Consegne dell'esercizio.
A: Secondo il testo fonte, quali rapporti rappresentano gli indicatori critici di "stabilità" di un paese?
B: Elenca tutte le misure che, secondo il testo fonte, oggi la Grecia si vede imposte.

Testo fonte.
·····

Pensieri oziosi su crisi, debito e default

di Riccardo Pariboni

Un simulacro di spettro si aggira per l’Europa. E, nonostante quanto pensino e dicano Napolitano e altre vivaci intellettualità, non si tratta affatto del pericolo rappresentato dal debito pubblico, ma piuttosto dalle misure pensate (minacciate?) per contrastare il debito pubblico stesso.

È stato già messo in luce da tanti, e anche piuttosto chiaramente, come la cura da cavallo che l’Europa e le istituzioni sovranazionali pretendono dai paesi con una esposizione debitoria pesante (Grecia, Italia e Spagna oggi, i paesi sudamericani negli anni ’80) sia, più che una soluzione, una generalizzazione e un’elevazione a livello sistemico di una situazione di crisi permanente, una situazione d’emergenza che permetta misure drastiche che mascherano nient’altro che una massiccia redistribuzione di reddito e potere dalle fasce più deboli a quelle privilegiate della popolazione. Tutto ciò, senza ovviamente minimamente andare ad intaccare il problema per il quale erano state concepite o dietro al quale erano state mascherate.

La spiegazione di tutto questo non è affatto complicata o astratta (ed oltre a essere a portata di ragionamento di qualsiasi persona di buon senso, non dovrebbe sfuggire a chi ha seguito almeno per un anno un qualsiasi corso di economia): come è risaputo, gli indicatori critici di “stabilità” di un paese sono rappresentati dai rapporti deficit/PIL e debito/PIL. Ora, non è complicato capire che misure capestro come quelle che oggi la Grecia si vede imposte (taglio drastico della spesa pubblica e sociale, congelamento dei salari, licenziamenti nel settore pubblico, scure sulle pensioni e sul welfare) non possano che avere effetti drammaticamente recessivi e depressivi sull’economia interna. Cosa che si traduce in una diminuzione del denominatore degli indici sopra menzionati, con la conseguenza che ad una riduzione in termini assoluti del debito non segue affatto una riduzione del rapporto tra debito e prodotto interno lordo.

È francamente curioso come nessun osservatore mainstream colga con chiarezza quanto accade nella pratica di un paese appena al di là del Mediterraneo, da mesi sotto tutela e assistenza, che nonostante le lacrime ed il sangue è chiamato anche in questi giorni ad un ulteriore e criminale sacrificio, con effetti molto probabilmente mortali sulla coesione sociale ed il livello di benessere.

·····

Dati registrati.

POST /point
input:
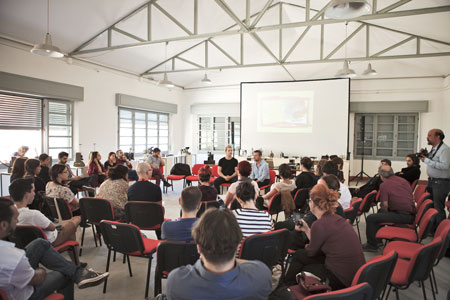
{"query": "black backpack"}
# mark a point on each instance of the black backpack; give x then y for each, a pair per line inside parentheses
(181, 169)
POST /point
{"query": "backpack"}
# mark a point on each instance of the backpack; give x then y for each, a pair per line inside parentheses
(181, 169)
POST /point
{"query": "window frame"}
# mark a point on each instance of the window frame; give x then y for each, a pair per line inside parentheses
(395, 140)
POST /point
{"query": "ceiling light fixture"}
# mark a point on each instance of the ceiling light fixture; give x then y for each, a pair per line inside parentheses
(369, 71)
(47, 48)
(347, 9)
(166, 82)
(206, 80)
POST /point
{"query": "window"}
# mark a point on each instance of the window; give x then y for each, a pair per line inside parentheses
(386, 135)
(215, 132)
(140, 130)
(59, 127)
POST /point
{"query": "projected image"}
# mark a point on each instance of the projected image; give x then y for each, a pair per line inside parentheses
(288, 111)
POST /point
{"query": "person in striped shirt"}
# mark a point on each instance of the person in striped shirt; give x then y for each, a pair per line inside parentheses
(250, 219)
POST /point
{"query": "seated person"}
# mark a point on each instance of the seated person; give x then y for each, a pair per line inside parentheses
(121, 159)
(143, 189)
(218, 274)
(334, 252)
(285, 185)
(180, 230)
(260, 170)
(95, 169)
(57, 189)
(44, 174)
(22, 192)
(226, 169)
(20, 274)
(155, 160)
(209, 193)
(74, 182)
(397, 206)
(115, 189)
(412, 170)
(330, 168)
(306, 179)
(371, 185)
(244, 170)
(250, 219)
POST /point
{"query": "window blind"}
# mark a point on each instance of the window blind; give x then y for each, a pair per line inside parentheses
(17, 112)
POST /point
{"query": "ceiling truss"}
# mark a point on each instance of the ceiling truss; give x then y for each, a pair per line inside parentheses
(249, 27)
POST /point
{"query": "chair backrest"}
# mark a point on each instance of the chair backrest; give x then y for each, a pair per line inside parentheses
(377, 272)
(443, 231)
(367, 202)
(205, 205)
(269, 247)
(352, 212)
(426, 223)
(24, 234)
(300, 198)
(145, 215)
(418, 192)
(121, 237)
(171, 255)
(96, 209)
(422, 260)
(362, 291)
(64, 208)
(196, 168)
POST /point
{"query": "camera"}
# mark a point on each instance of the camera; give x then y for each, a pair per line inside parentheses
(422, 153)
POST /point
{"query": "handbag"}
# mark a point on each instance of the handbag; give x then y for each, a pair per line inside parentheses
(311, 284)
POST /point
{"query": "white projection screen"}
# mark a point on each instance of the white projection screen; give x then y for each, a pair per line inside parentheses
(298, 118)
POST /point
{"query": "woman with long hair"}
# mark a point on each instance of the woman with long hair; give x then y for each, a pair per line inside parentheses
(115, 189)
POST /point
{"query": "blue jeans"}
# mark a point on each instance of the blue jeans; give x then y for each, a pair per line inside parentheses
(64, 273)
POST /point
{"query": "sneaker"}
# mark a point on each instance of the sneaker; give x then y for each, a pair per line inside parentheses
(91, 278)
(369, 248)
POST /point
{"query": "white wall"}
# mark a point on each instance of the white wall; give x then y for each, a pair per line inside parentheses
(95, 118)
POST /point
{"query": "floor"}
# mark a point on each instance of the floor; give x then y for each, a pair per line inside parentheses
(122, 286)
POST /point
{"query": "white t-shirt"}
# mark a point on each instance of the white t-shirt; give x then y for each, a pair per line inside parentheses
(346, 196)
(15, 272)
(36, 218)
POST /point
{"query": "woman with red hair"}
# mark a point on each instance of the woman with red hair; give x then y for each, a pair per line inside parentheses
(244, 169)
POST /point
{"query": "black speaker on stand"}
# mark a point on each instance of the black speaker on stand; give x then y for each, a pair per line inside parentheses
(360, 175)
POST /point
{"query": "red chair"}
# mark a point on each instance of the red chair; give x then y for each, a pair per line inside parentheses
(418, 268)
(377, 272)
(407, 234)
(128, 240)
(54, 296)
(194, 176)
(273, 177)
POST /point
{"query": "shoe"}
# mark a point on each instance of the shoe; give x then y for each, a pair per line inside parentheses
(369, 248)
(91, 278)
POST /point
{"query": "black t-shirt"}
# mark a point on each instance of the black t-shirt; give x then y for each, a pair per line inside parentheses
(144, 191)
(306, 180)
(228, 165)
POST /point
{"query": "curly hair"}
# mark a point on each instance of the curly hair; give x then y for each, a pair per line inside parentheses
(324, 198)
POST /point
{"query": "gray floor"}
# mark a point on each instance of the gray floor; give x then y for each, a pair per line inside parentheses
(122, 286)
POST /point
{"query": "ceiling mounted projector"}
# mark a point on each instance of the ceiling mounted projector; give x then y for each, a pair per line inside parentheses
(347, 9)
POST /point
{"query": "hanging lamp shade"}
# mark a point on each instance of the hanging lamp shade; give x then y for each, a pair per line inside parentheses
(369, 71)
(166, 82)
(347, 9)
(346, 72)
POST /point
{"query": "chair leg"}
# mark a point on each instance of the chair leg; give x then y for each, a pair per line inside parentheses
(107, 269)
(147, 283)
(129, 265)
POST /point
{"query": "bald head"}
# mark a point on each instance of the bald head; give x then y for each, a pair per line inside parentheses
(144, 171)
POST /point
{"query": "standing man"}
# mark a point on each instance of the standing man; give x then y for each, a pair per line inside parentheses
(226, 169)
(155, 161)
(260, 169)
(438, 171)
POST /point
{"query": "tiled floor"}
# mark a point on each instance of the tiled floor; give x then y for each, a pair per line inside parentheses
(122, 286)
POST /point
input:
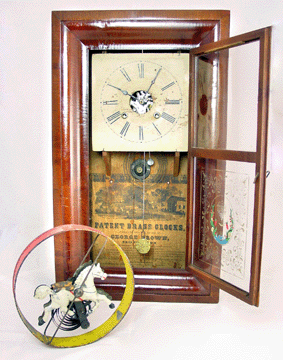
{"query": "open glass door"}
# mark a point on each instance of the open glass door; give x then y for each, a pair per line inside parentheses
(227, 161)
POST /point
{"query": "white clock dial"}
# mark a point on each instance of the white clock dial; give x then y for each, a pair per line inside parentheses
(140, 102)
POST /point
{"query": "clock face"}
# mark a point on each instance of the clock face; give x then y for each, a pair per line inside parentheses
(140, 102)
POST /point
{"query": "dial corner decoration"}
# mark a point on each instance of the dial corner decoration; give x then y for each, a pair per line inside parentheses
(140, 102)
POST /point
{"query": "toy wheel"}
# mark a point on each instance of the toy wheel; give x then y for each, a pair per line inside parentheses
(82, 309)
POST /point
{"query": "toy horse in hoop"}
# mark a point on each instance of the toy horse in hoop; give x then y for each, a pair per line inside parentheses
(77, 297)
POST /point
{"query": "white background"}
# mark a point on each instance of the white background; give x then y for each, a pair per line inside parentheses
(228, 330)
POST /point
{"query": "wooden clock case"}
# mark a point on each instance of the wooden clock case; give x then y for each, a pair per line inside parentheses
(74, 35)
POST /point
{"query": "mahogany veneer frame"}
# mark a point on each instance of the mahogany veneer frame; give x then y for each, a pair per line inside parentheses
(74, 34)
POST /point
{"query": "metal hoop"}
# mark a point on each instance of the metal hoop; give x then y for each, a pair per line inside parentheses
(103, 329)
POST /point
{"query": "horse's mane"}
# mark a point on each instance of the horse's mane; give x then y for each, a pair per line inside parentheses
(79, 270)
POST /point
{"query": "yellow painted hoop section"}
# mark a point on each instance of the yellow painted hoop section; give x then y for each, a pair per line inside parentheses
(109, 324)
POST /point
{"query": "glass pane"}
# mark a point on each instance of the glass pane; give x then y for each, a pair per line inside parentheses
(224, 208)
(227, 109)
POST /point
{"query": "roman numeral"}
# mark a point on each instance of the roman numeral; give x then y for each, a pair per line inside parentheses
(156, 128)
(141, 70)
(172, 102)
(124, 72)
(114, 117)
(168, 117)
(125, 129)
(110, 102)
(168, 86)
(141, 138)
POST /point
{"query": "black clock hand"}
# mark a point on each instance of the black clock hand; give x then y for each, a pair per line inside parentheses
(153, 81)
(124, 92)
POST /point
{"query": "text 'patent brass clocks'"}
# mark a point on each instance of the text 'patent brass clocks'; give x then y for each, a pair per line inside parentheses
(136, 160)
(140, 102)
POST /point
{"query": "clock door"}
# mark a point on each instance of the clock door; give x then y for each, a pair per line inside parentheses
(227, 166)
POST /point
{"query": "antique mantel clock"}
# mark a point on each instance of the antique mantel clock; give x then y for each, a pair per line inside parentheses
(146, 150)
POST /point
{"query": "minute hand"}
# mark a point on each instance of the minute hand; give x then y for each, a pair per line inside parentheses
(153, 81)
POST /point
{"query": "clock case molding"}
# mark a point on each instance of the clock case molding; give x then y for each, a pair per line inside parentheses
(74, 35)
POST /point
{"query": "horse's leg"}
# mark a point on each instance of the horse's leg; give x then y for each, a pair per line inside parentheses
(45, 315)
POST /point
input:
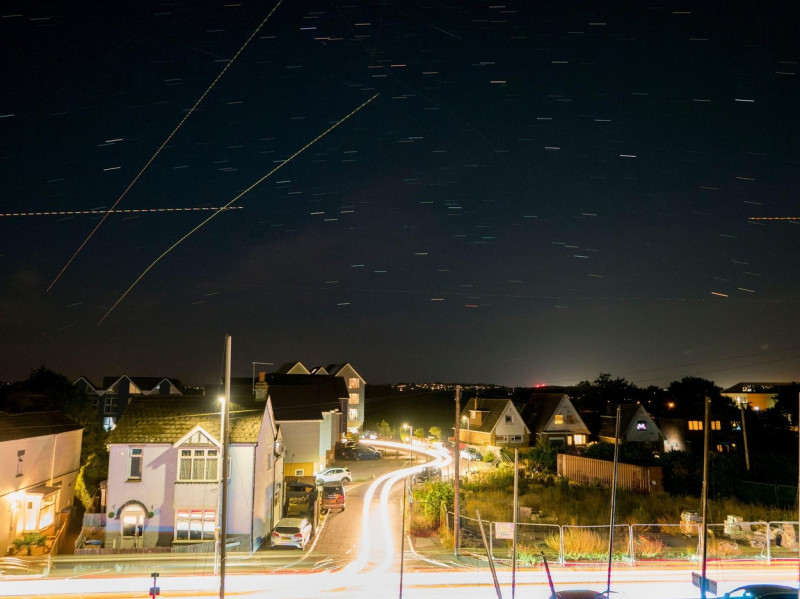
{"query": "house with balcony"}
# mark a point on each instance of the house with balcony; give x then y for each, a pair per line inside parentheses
(165, 472)
(491, 425)
(309, 409)
(41, 452)
(553, 417)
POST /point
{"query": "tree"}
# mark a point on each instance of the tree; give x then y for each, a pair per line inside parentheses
(30, 540)
(384, 430)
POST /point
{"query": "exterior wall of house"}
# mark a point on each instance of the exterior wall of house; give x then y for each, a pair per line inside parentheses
(304, 447)
(50, 461)
(159, 493)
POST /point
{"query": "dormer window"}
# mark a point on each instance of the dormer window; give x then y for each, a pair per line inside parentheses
(198, 465)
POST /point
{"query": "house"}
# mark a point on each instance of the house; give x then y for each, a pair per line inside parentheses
(164, 474)
(356, 386)
(636, 427)
(41, 452)
(112, 397)
(553, 417)
(492, 424)
(309, 411)
(759, 396)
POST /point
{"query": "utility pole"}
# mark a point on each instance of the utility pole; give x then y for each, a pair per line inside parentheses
(223, 528)
(457, 479)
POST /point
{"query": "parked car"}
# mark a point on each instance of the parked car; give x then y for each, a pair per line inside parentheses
(470, 453)
(426, 474)
(294, 532)
(334, 474)
(366, 453)
(761, 591)
(332, 496)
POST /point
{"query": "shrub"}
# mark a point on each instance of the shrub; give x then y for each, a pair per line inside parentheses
(579, 543)
(649, 546)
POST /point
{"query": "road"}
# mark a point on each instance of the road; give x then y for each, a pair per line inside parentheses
(357, 554)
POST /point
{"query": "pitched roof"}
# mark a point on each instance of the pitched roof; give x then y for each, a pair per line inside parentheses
(167, 420)
(626, 414)
(305, 397)
(492, 408)
(25, 425)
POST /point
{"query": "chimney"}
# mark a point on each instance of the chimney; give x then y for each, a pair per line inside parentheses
(261, 387)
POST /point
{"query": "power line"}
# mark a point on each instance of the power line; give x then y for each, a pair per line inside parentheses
(123, 211)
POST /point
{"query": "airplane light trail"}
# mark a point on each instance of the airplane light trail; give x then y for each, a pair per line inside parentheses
(112, 211)
(164, 144)
(235, 199)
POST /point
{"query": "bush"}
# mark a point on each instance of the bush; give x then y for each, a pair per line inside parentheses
(649, 546)
(579, 543)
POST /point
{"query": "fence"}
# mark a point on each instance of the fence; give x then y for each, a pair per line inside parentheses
(732, 540)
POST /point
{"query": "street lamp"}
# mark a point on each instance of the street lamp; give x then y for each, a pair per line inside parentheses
(410, 440)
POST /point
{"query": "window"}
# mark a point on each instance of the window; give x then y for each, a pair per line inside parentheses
(135, 463)
(195, 525)
(47, 512)
(198, 465)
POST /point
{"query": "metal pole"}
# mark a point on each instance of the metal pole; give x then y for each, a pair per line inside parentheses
(223, 529)
(744, 436)
(403, 535)
(704, 538)
(457, 479)
(514, 524)
(613, 501)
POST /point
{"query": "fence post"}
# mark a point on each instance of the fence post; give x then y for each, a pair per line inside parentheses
(769, 544)
(631, 544)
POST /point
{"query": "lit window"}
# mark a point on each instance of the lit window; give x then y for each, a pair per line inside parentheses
(47, 512)
(198, 465)
(195, 525)
(135, 463)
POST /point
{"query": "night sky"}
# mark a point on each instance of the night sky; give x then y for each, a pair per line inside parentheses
(541, 191)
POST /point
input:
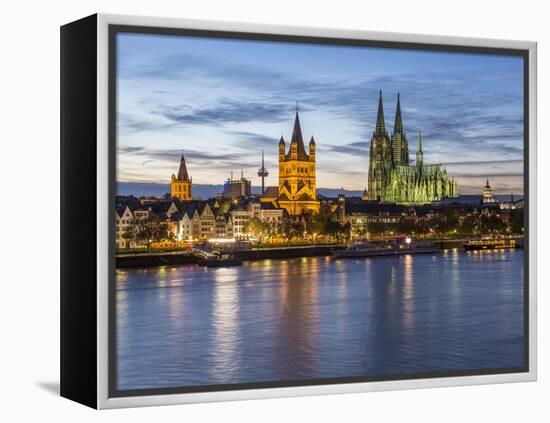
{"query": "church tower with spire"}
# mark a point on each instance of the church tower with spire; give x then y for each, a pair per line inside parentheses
(381, 156)
(181, 187)
(400, 147)
(297, 174)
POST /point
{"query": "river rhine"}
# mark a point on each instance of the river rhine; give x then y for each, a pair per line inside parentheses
(281, 320)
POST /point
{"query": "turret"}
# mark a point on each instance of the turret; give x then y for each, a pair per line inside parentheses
(400, 149)
(297, 148)
(282, 149)
(419, 153)
(312, 149)
(380, 124)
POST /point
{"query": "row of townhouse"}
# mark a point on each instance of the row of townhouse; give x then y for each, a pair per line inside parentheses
(195, 220)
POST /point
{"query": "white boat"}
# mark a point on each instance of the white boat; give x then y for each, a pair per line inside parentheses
(364, 248)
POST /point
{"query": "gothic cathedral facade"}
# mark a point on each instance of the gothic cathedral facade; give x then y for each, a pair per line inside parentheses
(181, 186)
(297, 174)
(391, 179)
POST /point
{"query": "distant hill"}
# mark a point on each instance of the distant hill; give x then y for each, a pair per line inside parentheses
(139, 189)
(204, 191)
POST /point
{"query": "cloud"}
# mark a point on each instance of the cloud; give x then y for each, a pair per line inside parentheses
(462, 120)
(225, 111)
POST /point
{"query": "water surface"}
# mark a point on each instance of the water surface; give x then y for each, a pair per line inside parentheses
(280, 320)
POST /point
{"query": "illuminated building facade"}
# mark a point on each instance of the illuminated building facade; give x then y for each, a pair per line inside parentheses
(297, 174)
(392, 179)
(181, 187)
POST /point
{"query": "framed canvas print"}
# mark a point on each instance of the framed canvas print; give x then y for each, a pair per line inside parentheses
(254, 211)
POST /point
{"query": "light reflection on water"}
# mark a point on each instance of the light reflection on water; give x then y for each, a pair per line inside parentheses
(307, 318)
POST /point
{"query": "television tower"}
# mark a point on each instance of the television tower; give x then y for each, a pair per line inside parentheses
(263, 173)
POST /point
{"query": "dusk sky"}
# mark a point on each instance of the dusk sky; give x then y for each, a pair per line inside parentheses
(224, 101)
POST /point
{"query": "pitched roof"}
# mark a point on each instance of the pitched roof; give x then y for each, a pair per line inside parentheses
(298, 139)
(182, 172)
(271, 192)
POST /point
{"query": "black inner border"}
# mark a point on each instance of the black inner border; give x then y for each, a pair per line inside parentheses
(113, 30)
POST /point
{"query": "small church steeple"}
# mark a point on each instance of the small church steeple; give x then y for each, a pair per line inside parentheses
(297, 139)
(182, 172)
(181, 186)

·····

Soluzioni degli esercizi.
A: I rapporti deficit/PIL e debito/PIL.

B:
- Taglio drastico della spesa pubblica e sociale
- Congelamento dei salari
- Licenziamenti nel settore pubblico
- Scure sulle pensioni e sul welfare